* [Problem statement]
Reproduce every entry exactly, without alteration.

--- START ---

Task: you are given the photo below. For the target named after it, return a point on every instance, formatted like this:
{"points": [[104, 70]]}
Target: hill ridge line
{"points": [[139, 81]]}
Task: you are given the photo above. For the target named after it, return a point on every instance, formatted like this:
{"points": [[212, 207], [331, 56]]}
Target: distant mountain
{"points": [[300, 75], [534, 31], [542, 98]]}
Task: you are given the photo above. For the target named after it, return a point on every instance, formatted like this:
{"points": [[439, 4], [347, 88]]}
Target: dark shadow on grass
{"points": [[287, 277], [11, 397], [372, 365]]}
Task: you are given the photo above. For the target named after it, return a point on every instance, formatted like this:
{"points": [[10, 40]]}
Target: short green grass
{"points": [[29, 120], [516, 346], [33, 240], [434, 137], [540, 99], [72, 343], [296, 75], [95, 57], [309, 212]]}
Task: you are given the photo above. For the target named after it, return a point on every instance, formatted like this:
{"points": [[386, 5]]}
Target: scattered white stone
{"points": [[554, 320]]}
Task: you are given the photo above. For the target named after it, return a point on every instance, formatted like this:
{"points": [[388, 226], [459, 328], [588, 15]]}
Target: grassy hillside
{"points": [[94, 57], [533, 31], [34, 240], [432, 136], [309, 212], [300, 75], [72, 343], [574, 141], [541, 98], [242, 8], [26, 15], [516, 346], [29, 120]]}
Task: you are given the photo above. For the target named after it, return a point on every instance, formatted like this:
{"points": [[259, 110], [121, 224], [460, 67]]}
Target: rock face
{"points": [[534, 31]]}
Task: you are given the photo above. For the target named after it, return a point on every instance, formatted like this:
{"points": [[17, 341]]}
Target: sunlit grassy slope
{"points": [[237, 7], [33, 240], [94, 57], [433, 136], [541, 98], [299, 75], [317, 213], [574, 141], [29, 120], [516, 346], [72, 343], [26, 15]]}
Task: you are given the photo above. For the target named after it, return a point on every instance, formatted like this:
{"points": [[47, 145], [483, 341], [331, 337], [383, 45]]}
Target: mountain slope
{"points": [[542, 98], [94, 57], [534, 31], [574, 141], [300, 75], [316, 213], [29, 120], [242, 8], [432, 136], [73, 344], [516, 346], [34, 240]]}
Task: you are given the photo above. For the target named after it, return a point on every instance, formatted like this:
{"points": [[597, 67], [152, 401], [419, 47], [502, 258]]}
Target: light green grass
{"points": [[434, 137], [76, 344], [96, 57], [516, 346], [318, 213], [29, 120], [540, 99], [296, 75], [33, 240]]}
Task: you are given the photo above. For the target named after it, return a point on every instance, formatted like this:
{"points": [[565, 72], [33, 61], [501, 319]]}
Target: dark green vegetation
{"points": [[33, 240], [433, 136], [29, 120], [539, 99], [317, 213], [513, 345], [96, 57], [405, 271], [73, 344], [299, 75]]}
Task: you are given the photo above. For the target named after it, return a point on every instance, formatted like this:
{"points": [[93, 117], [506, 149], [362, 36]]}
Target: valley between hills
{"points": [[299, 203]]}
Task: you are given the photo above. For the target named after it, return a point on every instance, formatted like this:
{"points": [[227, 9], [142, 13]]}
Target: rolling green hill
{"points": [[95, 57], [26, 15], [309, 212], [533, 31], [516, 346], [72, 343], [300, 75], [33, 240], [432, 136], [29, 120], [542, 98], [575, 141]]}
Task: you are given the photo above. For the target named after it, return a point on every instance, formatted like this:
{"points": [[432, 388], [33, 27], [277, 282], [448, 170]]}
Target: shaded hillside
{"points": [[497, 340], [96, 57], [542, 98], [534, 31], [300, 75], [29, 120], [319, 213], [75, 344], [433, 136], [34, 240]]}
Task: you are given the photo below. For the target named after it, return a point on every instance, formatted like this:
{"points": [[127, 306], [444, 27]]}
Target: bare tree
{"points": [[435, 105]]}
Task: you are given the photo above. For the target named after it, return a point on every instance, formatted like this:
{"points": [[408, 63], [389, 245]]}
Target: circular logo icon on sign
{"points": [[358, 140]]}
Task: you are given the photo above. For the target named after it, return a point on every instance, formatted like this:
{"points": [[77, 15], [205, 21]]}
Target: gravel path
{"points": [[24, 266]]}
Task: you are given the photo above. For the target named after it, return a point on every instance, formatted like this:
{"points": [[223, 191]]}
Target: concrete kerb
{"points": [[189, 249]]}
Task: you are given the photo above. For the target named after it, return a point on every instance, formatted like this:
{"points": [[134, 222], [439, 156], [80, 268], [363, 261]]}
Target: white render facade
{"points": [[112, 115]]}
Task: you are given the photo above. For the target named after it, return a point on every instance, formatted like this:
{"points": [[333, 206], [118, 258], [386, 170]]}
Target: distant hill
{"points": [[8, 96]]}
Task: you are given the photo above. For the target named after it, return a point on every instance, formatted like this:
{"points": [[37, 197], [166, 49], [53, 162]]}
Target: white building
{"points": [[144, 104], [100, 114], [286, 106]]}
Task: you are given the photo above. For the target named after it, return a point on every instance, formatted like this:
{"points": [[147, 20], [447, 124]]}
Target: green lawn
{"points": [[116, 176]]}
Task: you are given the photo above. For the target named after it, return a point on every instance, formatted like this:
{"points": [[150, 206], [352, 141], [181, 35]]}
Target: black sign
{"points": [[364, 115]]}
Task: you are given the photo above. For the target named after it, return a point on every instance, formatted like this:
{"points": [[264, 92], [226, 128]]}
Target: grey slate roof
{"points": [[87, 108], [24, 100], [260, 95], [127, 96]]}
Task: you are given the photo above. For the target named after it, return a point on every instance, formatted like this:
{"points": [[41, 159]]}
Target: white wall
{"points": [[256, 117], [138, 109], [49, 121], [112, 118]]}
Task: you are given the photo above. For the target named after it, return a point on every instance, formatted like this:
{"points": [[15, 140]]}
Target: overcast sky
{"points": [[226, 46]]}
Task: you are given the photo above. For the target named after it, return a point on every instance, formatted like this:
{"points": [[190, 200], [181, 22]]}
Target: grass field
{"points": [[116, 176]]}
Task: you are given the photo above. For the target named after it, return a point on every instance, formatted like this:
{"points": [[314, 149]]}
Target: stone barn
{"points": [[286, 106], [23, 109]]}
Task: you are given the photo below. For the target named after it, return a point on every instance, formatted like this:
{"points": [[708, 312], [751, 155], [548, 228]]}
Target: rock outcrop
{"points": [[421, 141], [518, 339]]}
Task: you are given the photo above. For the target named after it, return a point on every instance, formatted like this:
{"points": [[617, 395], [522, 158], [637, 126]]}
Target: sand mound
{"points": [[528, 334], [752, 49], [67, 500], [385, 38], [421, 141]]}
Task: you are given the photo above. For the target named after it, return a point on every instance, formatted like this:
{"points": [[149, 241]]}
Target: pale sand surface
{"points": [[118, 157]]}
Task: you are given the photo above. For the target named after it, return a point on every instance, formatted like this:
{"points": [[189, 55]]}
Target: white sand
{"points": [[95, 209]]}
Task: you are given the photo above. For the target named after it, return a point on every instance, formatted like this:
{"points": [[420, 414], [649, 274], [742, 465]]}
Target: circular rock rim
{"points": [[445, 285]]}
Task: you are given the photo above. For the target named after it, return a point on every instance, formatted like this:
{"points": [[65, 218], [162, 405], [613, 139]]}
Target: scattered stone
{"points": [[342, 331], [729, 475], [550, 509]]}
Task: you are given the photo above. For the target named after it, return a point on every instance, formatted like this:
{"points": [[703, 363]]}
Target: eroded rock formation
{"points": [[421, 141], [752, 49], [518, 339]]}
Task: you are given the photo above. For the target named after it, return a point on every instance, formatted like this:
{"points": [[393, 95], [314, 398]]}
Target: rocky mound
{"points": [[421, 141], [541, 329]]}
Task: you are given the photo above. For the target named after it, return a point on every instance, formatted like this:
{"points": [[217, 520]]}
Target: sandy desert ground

--- END ---

* [Correct output]
Task: you are given the photo below. For the target named after it, return a point on every instance, formatted like this:
{"points": [[104, 70]]}
Target: hill ridge line
{"points": [[139, 81]]}
Task: you are given the photo above. For the target named after it, return a point on every instance, formatted like this:
{"points": [[212, 207], [331, 56]]}
Target: distant mountain
{"points": [[300, 75], [534, 31], [542, 98]]}
Task: you are given the photo above. For the target named after it, return a point on every instance, formatted like this:
{"points": [[439, 4], [347, 88]]}
Target: dark shadow on grass
{"points": [[287, 277], [11, 397], [372, 365]]}
Task: you are given the photo above. For the target named after it, return a point on every instance, formatted like this:
{"points": [[10, 40]]}
Target: short green grass
{"points": [[29, 120], [516, 346], [33, 240], [434, 137], [540, 99], [72, 343], [296, 75], [95, 57], [309, 212]]}
Task: you are given the photo above. For the target named after it, return a point on every instance, formatted like this:
{"points": [[386, 5]]}
Target: scattered white stone
{"points": [[554, 320]]}
Task: you are given the photo above. For the target named after it, return a point on every instance, formatted like this:
{"points": [[388, 226], [459, 328], [588, 15]]}
Target: grassy hillside
{"points": [[94, 57], [533, 31], [34, 240], [432, 136], [309, 212], [300, 75], [72, 343], [574, 141], [541, 98], [242, 8], [26, 15], [516, 346], [29, 120]]}
Task: you are given the photo above. For the target named after it, return a point on every instance, formatted like this:
{"points": [[259, 110], [121, 224], [460, 67]]}
Target: rock face
{"points": [[534, 31]]}
Task: you are given the photo above. For the target named after it, return a point on every instance, formatted like this:
{"points": [[17, 341]]}
Target: sunlit grassy slope
{"points": [[237, 7], [33, 240], [94, 57], [433, 136], [541, 98], [299, 75], [317, 213], [574, 141], [29, 120], [516, 346], [72, 343], [26, 15]]}
Task: you are given the photo above. For the target named after it, return a point on every instance, formatted like this:
{"points": [[47, 145], [483, 341], [331, 337], [383, 45]]}
Target: mountain slope
{"points": [[542, 98], [94, 57], [534, 31], [574, 141], [300, 75], [316, 213], [29, 120], [242, 8], [432, 136], [73, 344], [516, 346], [34, 240]]}
Task: you are given the photo above. For the target named after it, return a point on every instance, formatted like this:
{"points": [[597, 67], [152, 401], [419, 47], [502, 258]]}
Target: light green grass
{"points": [[434, 137], [76, 344], [96, 57], [516, 346], [318, 213], [29, 120], [540, 99], [296, 75], [33, 240]]}
Task: you are given the photo above. For the target named after it, return a point on every instance, formatted like this:
{"points": [[565, 72], [33, 61], [501, 319]]}
Target: dark green vegetation
{"points": [[33, 240], [433, 136], [29, 120], [539, 99], [317, 213], [513, 345], [96, 57], [405, 271], [73, 344], [299, 75]]}
Task: you are given the photo above. For the target named after it, return a point on every instance, formatted like this:
{"points": [[93, 117], [506, 149], [362, 36]]}
Target: valley between hills
{"points": [[299, 203]]}
Task: you are given the photo above. For the target named after it, return a point on every instance, formatted like this:
{"points": [[227, 9], [142, 13]]}
Target: rolling green hill
{"points": [[95, 57], [26, 15], [309, 212], [533, 31], [516, 346], [72, 343], [300, 75], [33, 240], [432, 136], [29, 120], [542, 98], [575, 141]]}
Task: you are given the photo above. For the target named after it, return a point on every instance, formatted like this:
{"points": [[432, 388], [33, 27], [277, 282], [448, 170]]}
Target: shaded hillside
{"points": [[497, 340], [96, 57], [542, 98], [534, 31], [300, 75], [29, 120], [319, 213], [75, 344], [433, 136], [34, 240]]}
Task: you are given the photo below. For the target named after it, return a point on every instance, formatted like this:
{"points": [[127, 306], [444, 27]]}
Target: bare tree
{"points": [[435, 105]]}
Task: you are given the photo above. For the target named after it, return a point on every instance, formatted like this:
{"points": [[408, 63], [389, 245]]}
Target: circular logo icon on sign
{"points": [[358, 140]]}
Task: you are given the photo above. For the target named after it, return a point on every instance, formatted like this:
{"points": [[77, 15], [205, 21]]}
Target: gravel path
{"points": [[24, 266]]}
Task: you are given the photo above. For the target named after it, return a point on every instance, formatted like this:
{"points": [[223, 191]]}
Target: concrete kerb
{"points": [[189, 249]]}
Task: you are given the photo above. For the target named after it, return a point on every instance, formatted like this:
{"points": [[134, 222], [439, 156], [80, 268], [363, 261]]}
Target: white render facade
{"points": [[112, 115]]}
Task: you are given the photo above. For the target named after it, return a point on every instance, formatted like this:
{"points": [[333, 206], [118, 258], [386, 170]]}
Target: distant hill
{"points": [[8, 96]]}
Task: you are given the photo above. For the target named after it, return a point on every instance, formatted like this:
{"points": [[37, 197], [166, 49], [53, 162]]}
Target: white building
{"points": [[144, 104], [100, 114], [286, 106]]}
Task: you are given the photo above. For the target named after it, return a point on every instance, formatted like this:
{"points": [[147, 20], [447, 124]]}
Target: green lawn
{"points": [[116, 176]]}
Task: you are given the photo above. For the target named after it, return a point on every instance, formatted like this:
{"points": [[150, 206], [352, 141], [181, 35]]}
Target: black sign
{"points": [[364, 115]]}
Task: you are given the photo above. For the target named after it, return a point on every instance, formatted like this:
{"points": [[264, 92], [226, 128]]}
Target: grey slate roof
{"points": [[87, 108], [24, 100], [260, 95], [127, 96]]}
Task: you are given the photo above. For the target named after it, return a point on every instance, formatted like this:
{"points": [[41, 159]]}
Target: white wall
{"points": [[256, 117], [138, 109], [49, 121], [112, 118]]}
Task: you are given the photo above. For the target named after it, return a point on every instance, formatted like this:
{"points": [[15, 140]]}
Target: overcast sky
{"points": [[226, 46]]}
Task: you are given the photo above. For the target named after it, return a point on every instance, formatted like this:
{"points": [[190, 200], [181, 22]]}
Target: grass field
{"points": [[116, 176]]}
Task: you are given the photo above. For the target named after it, return a point on every instance, formatted like this:
{"points": [[314, 149]]}
Target: stone barn
{"points": [[286, 106], [23, 109]]}
Task: you are given the photo below. For the target named after it, return a point on every instance, formatted like this:
{"points": [[708, 312], [751, 155], [548, 228]]}
Target: rock outcrop
{"points": [[421, 141], [518, 339]]}
Task: you are given the photo above. For the target named after it, return a point on every instance, formatted like this:
{"points": [[617, 395], [522, 158], [637, 126]]}
Target: sand mound
{"points": [[528, 334], [752, 49], [67, 500], [385, 38], [421, 141]]}
Task: you are given the photo above. For the target named after it, return a point on every instance, formatted like this:
{"points": [[149, 241]]}
Target: pale sand surface
{"points": [[118, 157]]}
Task: you are given the photo above. For the target named after it, return a point on every instance, formatted like this:
{"points": [[189, 55]]}
Target: white sand
{"points": [[95, 209]]}
Task: you are given the photo above. For the target named after it, return a point on every instance, formatted like this:
{"points": [[420, 414], [649, 274], [742, 465]]}
Target: circular rock rim
{"points": [[445, 285]]}
Task: you are given the photo above. For the target named after it, return a point on every instance, formatted like this:
{"points": [[65, 218], [162, 405], [613, 139]]}
Target: scattered stone
{"points": [[342, 331], [729, 475], [550, 509]]}
Task: you are given the photo above. For the target named after it, return a point on every instance, formatted like this:
{"points": [[703, 363]]}
Target: eroded rock formation
{"points": [[421, 141], [752, 49], [518, 339]]}
Task: you are given the photo above. For the target named after it, return a point on every instance, formatted like this:
{"points": [[393, 95], [314, 398]]}
Target: rocky mound
{"points": [[421, 141], [541, 329]]}
Task: you are given the photo above. For the target named after it, return a point on every instance, formatted like this:
{"points": [[217, 520]]}
Target: sandy desert ground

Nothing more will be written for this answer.